• **Document text**
******************************

Gordon Ross holds the Grey Cup

Gordon Ross holds the Grey Cup
Retired Montreal Alouettes player 100-year-old Gordon Ross posing with the Grey cup, brought to Wales Home on Friday afternoon by player Alex Gagné.

By Nick Fonda

Local Journalism Initiative

 

In his three seasons with the Montreal Alouettes, Gordon Ross never got to pose triumphantly with the Grey Cup.  The Als won the Cup in 1949, the year before Gordon first suited up for the team, and they’ve won the Cup several times since he hung up his cleats, including this year when they came from behind in the final minute of the game to beat the much- favoured Winnipeg Blue Bombers.

However, last Friday, 71 years after playing his final game, and thanks to the team at the Wales Home, Gordon Ross held the Al’s newly-won Cup while a dozen guests took pictures and three video crews (including CBC) recorded the moment.

Before Gordon was presented with the Cup by Alex Gagné of the Als, the Executive Director of the Wales Home, Brendalee Piironen, gave a short overview of Gordon’s life, and also explained how the Cup came to the Wales Home, a case of family connections.

The Wales Home has always had at least one doctor.  At the present time, in addition to Dr. Frazer, Dr. Sophie Bourbeau attends to the medical needs of the Home’s residents.

It was common knowledge that Gordon was not only an Alouettes’ fan but also a former player.  After the Alouette’s victory, Brendalee voiced the sentiment that it would be special for Gordon, who turned 100 this year, to get to hold the Grey Cup.

Sports teams have active public relations departments and a request to the Alouettes’ front office for a special visit might have eventually borne fruit, but it turned out that there was a much easier way to ask.   Dr. Sophie Bourbeau’s sister, Pascale, is the life partner of Pierre-Karl Péladeau, the owner of the Montreal Alouettes.

So it was that less than four weeks after Alex Gagné (who played for the Université de Sherbrooke and is nick-named Captain Quebec by his Alouettes team-mates) hoisted the Cup in Hamilton, he passed it into the arms of Gordon Ross.

Gordon was born in Sherbrooke, the middle child and only son of Alexander Ross who owned an ice delivery company and who served as mayor of Sherbrooke from 1942 to 1944.  Athletic and active, Gordon grew up playing hockey, basketball, football, and rugby.  He grew to be 6’3” and 210 pounds at a time when the average Canadian male was 5’8” and weighed 160.  He particularly loved contact sports and had his nose broken twice.  In his 20s, just before household refrigeration became common, he worked for his father, collecting, storing and delivering ice (25,000 tons of it in 1948) that was then sold in blocks that weighed 25 – 100 pounds.

******************************

• **Dataset content**
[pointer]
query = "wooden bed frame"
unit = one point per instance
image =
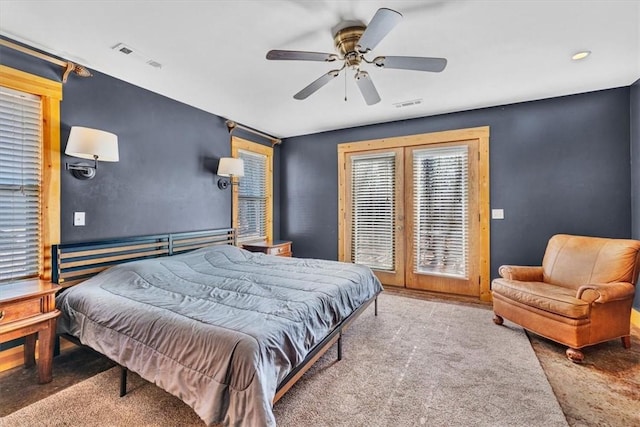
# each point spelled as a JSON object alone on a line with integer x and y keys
{"x": 76, "y": 262}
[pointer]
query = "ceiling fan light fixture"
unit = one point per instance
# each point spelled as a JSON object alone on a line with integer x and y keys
{"x": 581, "y": 55}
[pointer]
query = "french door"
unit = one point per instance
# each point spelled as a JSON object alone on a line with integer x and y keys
{"x": 414, "y": 215}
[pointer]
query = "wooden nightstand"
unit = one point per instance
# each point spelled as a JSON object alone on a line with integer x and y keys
{"x": 28, "y": 308}
{"x": 276, "y": 247}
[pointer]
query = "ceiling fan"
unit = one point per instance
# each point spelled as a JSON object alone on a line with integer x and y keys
{"x": 354, "y": 40}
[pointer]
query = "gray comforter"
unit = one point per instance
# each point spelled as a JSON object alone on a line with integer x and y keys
{"x": 219, "y": 327}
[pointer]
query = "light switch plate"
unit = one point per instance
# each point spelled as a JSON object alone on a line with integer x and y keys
{"x": 497, "y": 213}
{"x": 78, "y": 219}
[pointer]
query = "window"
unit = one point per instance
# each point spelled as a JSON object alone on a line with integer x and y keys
{"x": 253, "y": 201}
{"x": 373, "y": 210}
{"x": 29, "y": 174}
{"x": 20, "y": 184}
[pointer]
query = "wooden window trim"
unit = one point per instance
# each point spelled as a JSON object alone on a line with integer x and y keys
{"x": 478, "y": 133}
{"x": 243, "y": 144}
{"x": 51, "y": 94}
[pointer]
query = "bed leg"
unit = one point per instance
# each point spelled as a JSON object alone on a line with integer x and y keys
{"x": 123, "y": 381}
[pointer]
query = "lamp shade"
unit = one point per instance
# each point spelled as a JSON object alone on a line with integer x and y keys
{"x": 230, "y": 167}
{"x": 87, "y": 143}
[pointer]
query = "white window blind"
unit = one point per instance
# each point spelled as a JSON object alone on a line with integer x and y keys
{"x": 441, "y": 211}
{"x": 252, "y": 197}
{"x": 20, "y": 168}
{"x": 373, "y": 210}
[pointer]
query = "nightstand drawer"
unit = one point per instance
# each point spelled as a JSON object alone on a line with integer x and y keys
{"x": 19, "y": 310}
{"x": 277, "y": 248}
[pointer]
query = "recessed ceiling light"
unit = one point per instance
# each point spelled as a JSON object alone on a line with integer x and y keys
{"x": 581, "y": 55}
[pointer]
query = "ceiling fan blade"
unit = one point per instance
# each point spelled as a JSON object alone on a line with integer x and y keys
{"x": 317, "y": 84}
{"x": 296, "y": 55}
{"x": 368, "y": 90}
{"x": 382, "y": 22}
{"x": 417, "y": 63}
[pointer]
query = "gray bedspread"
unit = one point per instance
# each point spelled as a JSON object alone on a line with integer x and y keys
{"x": 219, "y": 327}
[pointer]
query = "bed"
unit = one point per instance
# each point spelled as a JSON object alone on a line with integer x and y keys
{"x": 226, "y": 330}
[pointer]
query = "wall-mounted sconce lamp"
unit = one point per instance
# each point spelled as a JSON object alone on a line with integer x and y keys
{"x": 92, "y": 144}
{"x": 229, "y": 167}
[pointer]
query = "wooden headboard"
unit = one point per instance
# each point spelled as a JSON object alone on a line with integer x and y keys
{"x": 75, "y": 262}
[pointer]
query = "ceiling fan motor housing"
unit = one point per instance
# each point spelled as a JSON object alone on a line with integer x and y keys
{"x": 346, "y": 41}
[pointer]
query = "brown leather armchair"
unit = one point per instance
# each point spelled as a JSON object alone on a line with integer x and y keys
{"x": 581, "y": 295}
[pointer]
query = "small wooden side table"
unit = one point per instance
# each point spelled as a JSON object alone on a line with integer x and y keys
{"x": 28, "y": 308}
{"x": 275, "y": 247}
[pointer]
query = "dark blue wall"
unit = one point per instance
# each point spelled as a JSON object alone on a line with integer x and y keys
{"x": 169, "y": 151}
{"x": 635, "y": 170}
{"x": 558, "y": 165}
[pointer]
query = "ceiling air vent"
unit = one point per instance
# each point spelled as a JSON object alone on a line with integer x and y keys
{"x": 408, "y": 103}
{"x": 134, "y": 53}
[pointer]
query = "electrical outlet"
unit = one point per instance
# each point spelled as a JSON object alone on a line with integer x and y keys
{"x": 497, "y": 213}
{"x": 78, "y": 219}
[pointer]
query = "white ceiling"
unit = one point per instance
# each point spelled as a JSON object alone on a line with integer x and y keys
{"x": 213, "y": 53}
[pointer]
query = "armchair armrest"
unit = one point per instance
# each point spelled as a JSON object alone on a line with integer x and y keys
{"x": 521, "y": 272}
{"x": 605, "y": 292}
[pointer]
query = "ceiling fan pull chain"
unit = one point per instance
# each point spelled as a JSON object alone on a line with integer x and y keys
{"x": 345, "y": 86}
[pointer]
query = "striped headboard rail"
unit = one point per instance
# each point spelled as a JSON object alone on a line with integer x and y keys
{"x": 75, "y": 262}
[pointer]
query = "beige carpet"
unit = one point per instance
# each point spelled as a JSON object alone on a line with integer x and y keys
{"x": 418, "y": 363}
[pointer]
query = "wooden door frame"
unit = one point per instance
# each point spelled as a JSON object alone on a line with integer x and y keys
{"x": 481, "y": 134}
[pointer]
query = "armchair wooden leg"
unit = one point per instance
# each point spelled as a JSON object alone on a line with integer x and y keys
{"x": 575, "y": 355}
{"x": 626, "y": 341}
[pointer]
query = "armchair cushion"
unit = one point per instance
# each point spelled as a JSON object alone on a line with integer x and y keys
{"x": 574, "y": 261}
{"x": 605, "y": 292}
{"x": 547, "y": 297}
{"x": 581, "y": 295}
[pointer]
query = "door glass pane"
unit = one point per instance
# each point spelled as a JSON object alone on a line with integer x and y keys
{"x": 373, "y": 210}
{"x": 441, "y": 211}
{"x": 20, "y": 184}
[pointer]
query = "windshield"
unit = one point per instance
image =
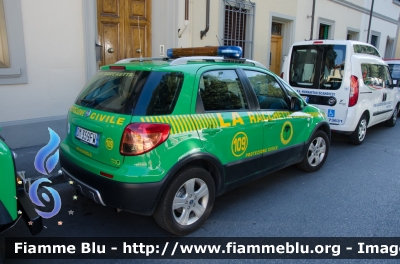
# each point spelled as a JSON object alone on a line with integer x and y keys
{"x": 317, "y": 66}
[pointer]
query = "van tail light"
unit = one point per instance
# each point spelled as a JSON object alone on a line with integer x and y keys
{"x": 354, "y": 90}
{"x": 139, "y": 138}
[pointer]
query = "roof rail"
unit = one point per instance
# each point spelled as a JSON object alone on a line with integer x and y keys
{"x": 142, "y": 59}
{"x": 185, "y": 60}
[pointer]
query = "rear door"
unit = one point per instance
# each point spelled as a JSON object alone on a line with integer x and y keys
{"x": 284, "y": 130}
{"x": 372, "y": 89}
{"x": 225, "y": 122}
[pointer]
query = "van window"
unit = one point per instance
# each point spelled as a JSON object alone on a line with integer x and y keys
{"x": 364, "y": 49}
{"x": 317, "y": 66}
{"x": 395, "y": 70}
{"x": 376, "y": 76}
{"x": 222, "y": 91}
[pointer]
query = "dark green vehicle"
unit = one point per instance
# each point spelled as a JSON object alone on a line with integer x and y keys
{"x": 165, "y": 137}
{"x": 14, "y": 200}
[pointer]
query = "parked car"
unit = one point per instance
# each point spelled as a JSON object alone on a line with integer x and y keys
{"x": 394, "y": 68}
{"x": 165, "y": 137}
{"x": 346, "y": 79}
{"x": 14, "y": 200}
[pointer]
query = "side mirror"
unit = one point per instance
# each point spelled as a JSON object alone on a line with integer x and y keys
{"x": 295, "y": 104}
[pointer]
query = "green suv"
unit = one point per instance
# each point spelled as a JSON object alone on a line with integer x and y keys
{"x": 164, "y": 137}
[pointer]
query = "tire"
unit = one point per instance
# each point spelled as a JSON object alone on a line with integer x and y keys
{"x": 358, "y": 135}
{"x": 192, "y": 194}
{"x": 317, "y": 152}
{"x": 392, "y": 121}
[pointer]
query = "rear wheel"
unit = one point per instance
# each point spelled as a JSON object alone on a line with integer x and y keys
{"x": 317, "y": 152}
{"x": 358, "y": 135}
{"x": 392, "y": 121}
{"x": 187, "y": 202}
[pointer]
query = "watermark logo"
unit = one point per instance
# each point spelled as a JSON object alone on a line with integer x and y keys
{"x": 33, "y": 194}
{"x": 43, "y": 162}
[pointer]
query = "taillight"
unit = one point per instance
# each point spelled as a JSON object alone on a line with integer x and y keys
{"x": 354, "y": 90}
{"x": 139, "y": 138}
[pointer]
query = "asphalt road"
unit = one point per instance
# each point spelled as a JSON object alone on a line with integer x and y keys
{"x": 355, "y": 194}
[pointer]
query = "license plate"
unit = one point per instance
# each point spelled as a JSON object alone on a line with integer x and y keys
{"x": 87, "y": 136}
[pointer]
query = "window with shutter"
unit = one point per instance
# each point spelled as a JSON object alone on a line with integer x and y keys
{"x": 239, "y": 25}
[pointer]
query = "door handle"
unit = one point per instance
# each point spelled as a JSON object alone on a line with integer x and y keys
{"x": 211, "y": 130}
{"x": 269, "y": 123}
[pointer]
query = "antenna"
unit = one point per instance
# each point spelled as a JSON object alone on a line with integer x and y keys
{"x": 218, "y": 40}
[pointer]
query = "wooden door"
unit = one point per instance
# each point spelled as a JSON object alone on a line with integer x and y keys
{"x": 124, "y": 29}
{"x": 276, "y": 54}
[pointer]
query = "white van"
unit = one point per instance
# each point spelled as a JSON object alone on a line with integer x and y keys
{"x": 346, "y": 79}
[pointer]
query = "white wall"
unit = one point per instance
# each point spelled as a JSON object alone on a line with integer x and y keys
{"x": 53, "y": 32}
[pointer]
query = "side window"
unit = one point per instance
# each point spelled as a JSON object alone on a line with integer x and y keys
{"x": 387, "y": 77}
{"x": 364, "y": 49}
{"x": 222, "y": 91}
{"x": 375, "y": 76}
{"x": 269, "y": 93}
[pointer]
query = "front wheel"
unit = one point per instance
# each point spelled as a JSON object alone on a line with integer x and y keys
{"x": 317, "y": 152}
{"x": 392, "y": 121}
{"x": 187, "y": 202}
{"x": 358, "y": 135}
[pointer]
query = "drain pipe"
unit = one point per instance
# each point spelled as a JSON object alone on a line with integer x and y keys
{"x": 204, "y": 32}
{"x": 370, "y": 18}
{"x": 312, "y": 20}
{"x": 186, "y": 23}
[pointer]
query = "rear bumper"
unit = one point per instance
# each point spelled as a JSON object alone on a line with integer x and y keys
{"x": 140, "y": 198}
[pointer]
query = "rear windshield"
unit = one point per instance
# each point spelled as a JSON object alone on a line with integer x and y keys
{"x": 132, "y": 92}
{"x": 317, "y": 66}
{"x": 394, "y": 70}
{"x": 364, "y": 49}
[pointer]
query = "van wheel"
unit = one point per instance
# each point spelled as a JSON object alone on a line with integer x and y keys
{"x": 316, "y": 154}
{"x": 358, "y": 135}
{"x": 392, "y": 121}
{"x": 187, "y": 202}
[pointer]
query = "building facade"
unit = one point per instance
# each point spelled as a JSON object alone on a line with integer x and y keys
{"x": 49, "y": 49}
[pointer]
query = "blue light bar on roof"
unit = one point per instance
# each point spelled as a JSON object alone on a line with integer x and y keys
{"x": 224, "y": 51}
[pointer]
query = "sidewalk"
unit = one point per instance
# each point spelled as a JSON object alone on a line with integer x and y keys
{"x": 25, "y": 162}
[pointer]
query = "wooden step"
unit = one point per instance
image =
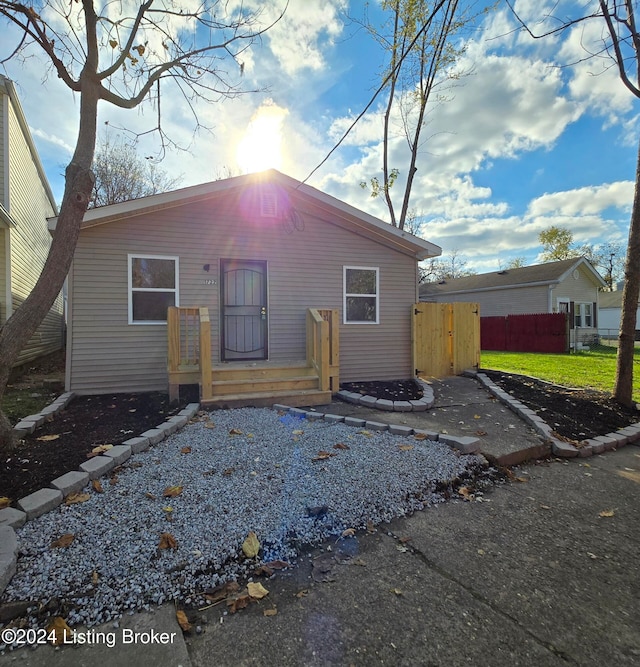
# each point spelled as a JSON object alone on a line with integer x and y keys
{"x": 262, "y": 385}
{"x": 261, "y": 399}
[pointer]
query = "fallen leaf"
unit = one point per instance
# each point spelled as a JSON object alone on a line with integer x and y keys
{"x": 47, "y": 438}
{"x": 221, "y": 592}
{"x": 63, "y": 541}
{"x": 237, "y": 602}
{"x": 251, "y": 545}
{"x": 167, "y": 541}
{"x": 257, "y": 590}
{"x": 323, "y": 456}
{"x": 75, "y": 498}
{"x": 100, "y": 449}
{"x": 183, "y": 621}
{"x": 60, "y": 629}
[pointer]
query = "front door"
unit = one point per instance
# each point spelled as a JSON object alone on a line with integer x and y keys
{"x": 244, "y": 309}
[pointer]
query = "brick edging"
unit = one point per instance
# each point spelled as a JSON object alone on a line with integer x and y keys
{"x": 424, "y": 403}
{"x": 561, "y": 448}
{"x": 42, "y": 501}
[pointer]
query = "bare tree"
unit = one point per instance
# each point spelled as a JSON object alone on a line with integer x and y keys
{"x": 422, "y": 59}
{"x": 121, "y": 174}
{"x": 105, "y": 55}
{"x": 619, "y": 46}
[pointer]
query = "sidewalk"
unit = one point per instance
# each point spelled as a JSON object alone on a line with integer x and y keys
{"x": 528, "y": 574}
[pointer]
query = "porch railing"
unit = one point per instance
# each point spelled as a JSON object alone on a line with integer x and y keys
{"x": 323, "y": 346}
{"x": 189, "y": 349}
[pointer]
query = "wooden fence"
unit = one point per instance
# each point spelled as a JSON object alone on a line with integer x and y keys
{"x": 446, "y": 338}
{"x": 542, "y": 332}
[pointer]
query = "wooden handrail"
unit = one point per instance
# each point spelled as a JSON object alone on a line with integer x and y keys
{"x": 323, "y": 346}
{"x": 189, "y": 349}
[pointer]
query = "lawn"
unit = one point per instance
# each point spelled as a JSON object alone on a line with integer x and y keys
{"x": 595, "y": 369}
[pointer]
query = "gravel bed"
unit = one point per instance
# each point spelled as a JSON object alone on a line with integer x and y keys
{"x": 240, "y": 470}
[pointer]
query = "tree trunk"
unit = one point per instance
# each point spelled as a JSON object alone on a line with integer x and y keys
{"x": 623, "y": 389}
{"x": 23, "y": 323}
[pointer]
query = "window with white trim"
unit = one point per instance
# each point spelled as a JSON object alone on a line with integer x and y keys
{"x": 153, "y": 287}
{"x": 361, "y": 295}
{"x": 584, "y": 315}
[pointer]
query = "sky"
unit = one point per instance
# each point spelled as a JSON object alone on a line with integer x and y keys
{"x": 532, "y": 134}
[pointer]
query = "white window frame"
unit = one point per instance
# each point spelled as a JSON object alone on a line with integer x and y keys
{"x": 584, "y": 310}
{"x": 131, "y": 289}
{"x": 346, "y": 294}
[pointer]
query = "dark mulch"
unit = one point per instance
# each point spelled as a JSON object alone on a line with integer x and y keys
{"x": 392, "y": 390}
{"x": 86, "y": 422}
{"x": 575, "y": 414}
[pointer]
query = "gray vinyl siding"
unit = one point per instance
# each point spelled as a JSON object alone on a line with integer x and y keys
{"x": 518, "y": 301}
{"x": 29, "y": 207}
{"x": 305, "y": 269}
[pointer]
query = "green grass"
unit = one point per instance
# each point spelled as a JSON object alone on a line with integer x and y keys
{"x": 593, "y": 369}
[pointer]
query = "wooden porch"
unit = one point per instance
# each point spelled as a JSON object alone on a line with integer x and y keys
{"x": 309, "y": 381}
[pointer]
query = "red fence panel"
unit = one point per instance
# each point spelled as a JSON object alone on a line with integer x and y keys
{"x": 541, "y": 332}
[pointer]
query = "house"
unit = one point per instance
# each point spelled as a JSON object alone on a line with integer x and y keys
{"x": 26, "y": 201}
{"x": 270, "y": 259}
{"x": 569, "y": 285}
{"x": 610, "y": 314}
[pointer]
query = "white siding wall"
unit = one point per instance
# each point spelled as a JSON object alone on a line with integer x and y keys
{"x": 29, "y": 207}
{"x": 304, "y": 270}
{"x": 520, "y": 301}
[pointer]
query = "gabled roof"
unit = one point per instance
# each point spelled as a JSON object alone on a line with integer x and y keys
{"x": 6, "y": 86}
{"x": 339, "y": 212}
{"x": 539, "y": 274}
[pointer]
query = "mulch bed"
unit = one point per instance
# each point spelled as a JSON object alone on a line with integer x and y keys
{"x": 575, "y": 414}
{"x": 62, "y": 444}
{"x": 393, "y": 390}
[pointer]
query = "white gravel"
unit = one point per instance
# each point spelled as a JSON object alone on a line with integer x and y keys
{"x": 247, "y": 470}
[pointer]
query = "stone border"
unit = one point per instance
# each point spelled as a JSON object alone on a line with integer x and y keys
{"x": 424, "y": 403}
{"x": 46, "y": 499}
{"x": 597, "y": 445}
{"x": 465, "y": 444}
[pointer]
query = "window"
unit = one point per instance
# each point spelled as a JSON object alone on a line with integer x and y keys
{"x": 584, "y": 317}
{"x": 153, "y": 287}
{"x": 361, "y": 295}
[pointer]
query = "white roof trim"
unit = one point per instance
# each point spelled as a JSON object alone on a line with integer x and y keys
{"x": 370, "y": 225}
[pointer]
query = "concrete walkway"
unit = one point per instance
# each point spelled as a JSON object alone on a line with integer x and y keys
{"x": 535, "y": 572}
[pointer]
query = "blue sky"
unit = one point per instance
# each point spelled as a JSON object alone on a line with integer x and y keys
{"x": 526, "y": 141}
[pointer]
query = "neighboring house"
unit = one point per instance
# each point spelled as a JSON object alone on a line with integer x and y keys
{"x": 26, "y": 202}
{"x": 258, "y": 251}
{"x": 570, "y": 285}
{"x": 610, "y": 314}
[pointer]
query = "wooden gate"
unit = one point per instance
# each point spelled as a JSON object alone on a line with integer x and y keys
{"x": 445, "y": 337}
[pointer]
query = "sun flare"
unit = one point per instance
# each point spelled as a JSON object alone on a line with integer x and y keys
{"x": 261, "y": 146}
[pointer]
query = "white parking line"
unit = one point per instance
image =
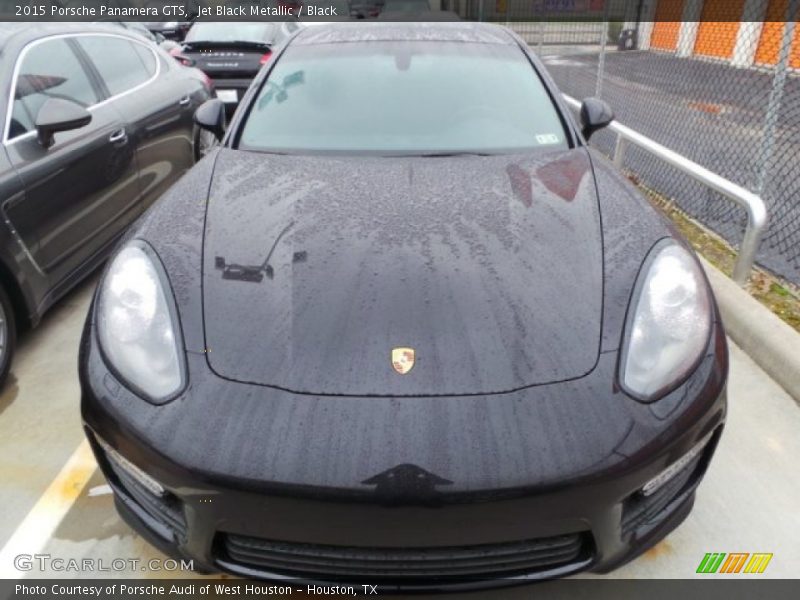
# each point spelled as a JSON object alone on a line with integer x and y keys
{"x": 31, "y": 536}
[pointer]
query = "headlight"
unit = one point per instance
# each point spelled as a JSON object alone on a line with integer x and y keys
{"x": 137, "y": 325}
{"x": 668, "y": 324}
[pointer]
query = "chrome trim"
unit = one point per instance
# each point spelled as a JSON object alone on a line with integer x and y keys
{"x": 24, "y": 51}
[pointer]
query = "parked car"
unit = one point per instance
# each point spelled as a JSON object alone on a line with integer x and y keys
{"x": 98, "y": 126}
{"x": 231, "y": 53}
{"x": 170, "y": 30}
{"x": 405, "y": 312}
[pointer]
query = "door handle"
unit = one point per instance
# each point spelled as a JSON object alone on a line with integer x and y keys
{"x": 118, "y": 136}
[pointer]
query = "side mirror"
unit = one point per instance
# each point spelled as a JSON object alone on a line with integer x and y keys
{"x": 595, "y": 115}
{"x": 211, "y": 116}
{"x": 59, "y": 115}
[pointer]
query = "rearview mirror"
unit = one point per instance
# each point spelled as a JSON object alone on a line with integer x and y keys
{"x": 211, "y": 116}
{"x": 57, "y": 115}
{"x": 595, "y": 115}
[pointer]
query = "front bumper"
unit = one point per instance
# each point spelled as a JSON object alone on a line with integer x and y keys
{"x": 441, "y": 493}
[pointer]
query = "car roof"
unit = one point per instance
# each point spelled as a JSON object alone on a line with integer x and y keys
{"x": 476, "y": 33}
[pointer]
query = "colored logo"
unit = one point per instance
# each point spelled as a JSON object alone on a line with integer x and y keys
{"x": 403, "y": 360}
{"x": 736, "y": 562}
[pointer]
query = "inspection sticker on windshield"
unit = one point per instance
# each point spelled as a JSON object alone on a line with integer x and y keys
{"x": 547, "y": 138}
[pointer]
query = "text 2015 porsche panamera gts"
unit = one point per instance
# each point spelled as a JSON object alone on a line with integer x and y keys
{"x": 404, "y": 327}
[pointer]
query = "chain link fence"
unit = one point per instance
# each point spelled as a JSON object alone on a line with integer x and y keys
{"x": 715, "y": 80}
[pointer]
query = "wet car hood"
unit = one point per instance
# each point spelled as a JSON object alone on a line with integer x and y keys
{"x": 315, "y": 268}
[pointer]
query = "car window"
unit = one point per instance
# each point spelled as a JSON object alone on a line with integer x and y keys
{"x": 403, "y": 97}
{"x": 232, "y": 32}
{"x": 147, "y": 57}
{"x": 120, "y": 65}
{"x": 41, "y": 77}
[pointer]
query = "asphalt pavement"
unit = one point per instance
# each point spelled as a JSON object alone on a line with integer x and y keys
{"x": 55, "y": 502}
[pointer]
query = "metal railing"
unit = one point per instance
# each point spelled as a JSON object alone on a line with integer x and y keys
{"x": 756, "y": 209}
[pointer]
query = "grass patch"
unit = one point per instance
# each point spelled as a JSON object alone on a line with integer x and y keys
{"x": 778, "y": 295}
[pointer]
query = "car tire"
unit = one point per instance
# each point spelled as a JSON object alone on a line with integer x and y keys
{"x": 203, "y": 142}
{"x": 8, "y": 336}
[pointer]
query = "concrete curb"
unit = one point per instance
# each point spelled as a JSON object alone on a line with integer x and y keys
{"x": 771, "y": 343}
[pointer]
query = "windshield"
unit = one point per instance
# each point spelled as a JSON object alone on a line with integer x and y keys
{"x": 402, "y": 98}
{"x": 231, "y": 32}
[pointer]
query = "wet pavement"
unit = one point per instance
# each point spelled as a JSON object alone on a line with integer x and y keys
{"x": 55, "y": 502}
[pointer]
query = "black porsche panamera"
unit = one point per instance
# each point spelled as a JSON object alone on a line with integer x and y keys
{"x": 402, "y": 326}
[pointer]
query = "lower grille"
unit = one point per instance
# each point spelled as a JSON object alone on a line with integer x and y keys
{"x": 167, "y": 509}
{"x": 639, "y": 510}
{"x": 483, "y": 561}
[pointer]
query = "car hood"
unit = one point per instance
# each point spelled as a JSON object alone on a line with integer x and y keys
{"x": 316, "y": 268}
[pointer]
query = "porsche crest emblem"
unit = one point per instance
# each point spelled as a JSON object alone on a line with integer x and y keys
{"x": 403, "y": 359}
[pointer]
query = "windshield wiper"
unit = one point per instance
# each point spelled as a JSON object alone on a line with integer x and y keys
{"x": 214, "y": 43}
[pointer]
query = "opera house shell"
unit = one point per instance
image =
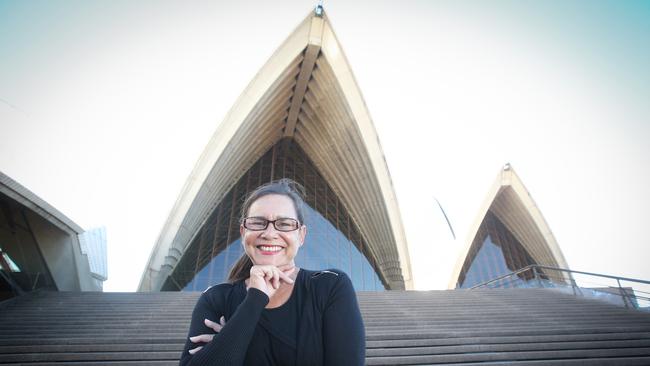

******************************

• **How to complete this task**
Please state the years when Alexander Ross served as mayor of Sherbrooke, according to the article about Gordon Ross. The rows are separate material and have no connection to the article about Gordon Ross.

• **Solution to the exercise**
From 1942 to 1944.